§ What is required
Taking only the lines of the data below from the line with "Would you be able to mark the hazy" to the line with "Would you be able to mark the right", ends included, write them out exactly and without pictures.

[Opening Input data section]

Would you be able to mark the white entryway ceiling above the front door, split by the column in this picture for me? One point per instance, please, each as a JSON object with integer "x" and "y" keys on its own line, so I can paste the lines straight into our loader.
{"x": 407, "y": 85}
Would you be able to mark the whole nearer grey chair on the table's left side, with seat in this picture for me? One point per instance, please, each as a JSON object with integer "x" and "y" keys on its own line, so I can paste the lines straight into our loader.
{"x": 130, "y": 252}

[Closing Input data section]
[Opening Input data section]

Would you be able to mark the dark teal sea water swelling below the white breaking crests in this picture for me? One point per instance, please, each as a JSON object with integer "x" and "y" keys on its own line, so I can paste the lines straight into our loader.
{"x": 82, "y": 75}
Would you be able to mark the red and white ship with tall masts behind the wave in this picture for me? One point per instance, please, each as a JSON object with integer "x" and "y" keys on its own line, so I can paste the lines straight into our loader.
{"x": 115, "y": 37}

[Closing Input data section]
[Opening Input data section]

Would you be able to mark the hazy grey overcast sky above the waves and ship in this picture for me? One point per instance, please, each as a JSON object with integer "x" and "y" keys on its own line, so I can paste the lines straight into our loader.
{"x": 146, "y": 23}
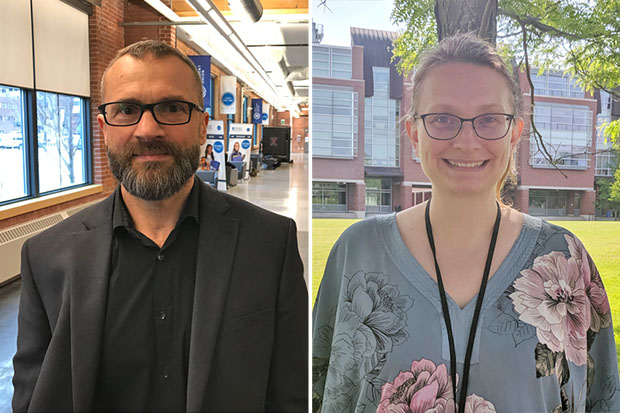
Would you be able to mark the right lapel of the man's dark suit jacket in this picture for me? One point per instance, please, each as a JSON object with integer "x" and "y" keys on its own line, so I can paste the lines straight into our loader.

[Closing Input data section]

§ Answer space
Would you be able to mark the hazy grey overcast sky above the waves and ship in this picture for me? One point per instance, please, each as a JSON object with integer "x" and "y" keys on its own line, so I can paste the lines straight into our loader.
{"x": 146, "y": 23}
Would you be able to mark the right lapel of the man's dark suit jacket in this picture for me? One point per instance, please, each as a JSON object with integer "x" and "y" keys on its own line, so I can paste the lines straight into our loader.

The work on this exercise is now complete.